:: TRECHO FORNECIDO ::

No entanto, nem tudo pode ser definido por uma convenção linguística, delimitado por regras gramaticais e preso a representações semióticas. Há de se considerar que o campo do vivido, das sensações e do experimentado também são capazes de produzir conhecimentos e significações. Se, modernamente, o poder e a política operam por uma gramática, a qual Maquiavel foi um dos primeiros a estabelecer e definir suas regras, a resistência ao poder e à política não cabem no ordenamento militar de palavras e signos estabelecidos pela gramática. Portanto, é no campo do sensível, do parcial, do subjetivo, do situado e do memorável que os breves escritos apresentados aqui se inscrevem. Por isso, além de relatar a resistência das mães que tiveram seus filhos executados pelos burocratas armados do Estado, os escritos compilados são também, por si só, um ato de resistência. Porque ao descreverem um mesmo acontecimento com a pena da perspectiva subjetiva, resistem à objetividade fria da experiência observável e passível de criar leis de regularidade que caracteriza a ciência e a política modernas.
Portanto, o que aqui apresenta-se são os relatos de 5 pesquisadoras diferentes em quase tudo (idade, formação, experiência de vida etc.), mas que descrevem o dia e os preparativos do ato em memória dos 10 anos da Chacina de Osasco e Barueri. A leitora (ou o leitor) poderá tomar contato com as formas, os cheiros, os corpos e os movimentos que fizeram o ato e o antes e depois do ato. São relatos de pesquisadoras que atuam regularmente no projeto de extensão do LASInTec junto à Associação 13 de Agosto. Não cabe aqui explicação, leiam e tenham sua própria experiência.

:::
:: DADOS COLETADOS ::

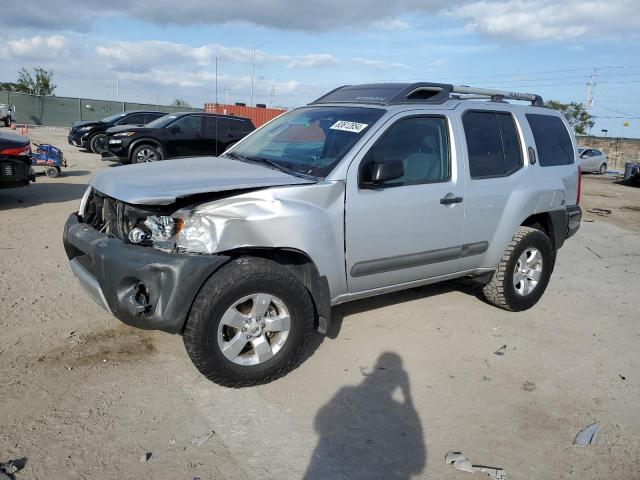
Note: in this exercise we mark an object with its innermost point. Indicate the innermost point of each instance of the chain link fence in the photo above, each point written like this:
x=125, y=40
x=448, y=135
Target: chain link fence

:::

TAREFA CURTA A –
Responda com base no trecho:
(i) Quem foi um dos primeiros a estabelecer e definir as regras da gramática pela qual o poder e a política operam?
(ii) Quantas pesquisadoras escreveram os relatos apresentados?
(iii) Junto a qual associação atua o projeto de extensão do LASInTec?
TAREFA CURTA B – Redigite o trecho a partir das palavras "Portanto, o que" e pare logo depois de "sua própria experiência.".

RESPOSTA COMPLETA A –
(i) Maquiavel.
(ii) Cinco pesquisadoras.
(iii) Junto à Associação 13 de Agosto.

RESPOSTA COMPLETA B –
Portanto, o que aqui apresenta-se são os relatos de 5 pesquisadoras diferentes em quase tudo (idade, formação, experiência de vida etc.), mas que descrevem o dia e os preparativos do ato em memória dos 10 anos da Chacina de Osasco e Barueri. A leitora (ou o leitor) poderá tomar contato com as formas, os cheiros, os corpos e os movimentos que fizeram o ato e o antes e depois do ato. São relatos de pesquisadoras que atuam regularmente no projeto de extensão do LASInTec junto à Associação 13 de Agosto. Não cabe aqui explicação, leiam e tenham sua própria experiência.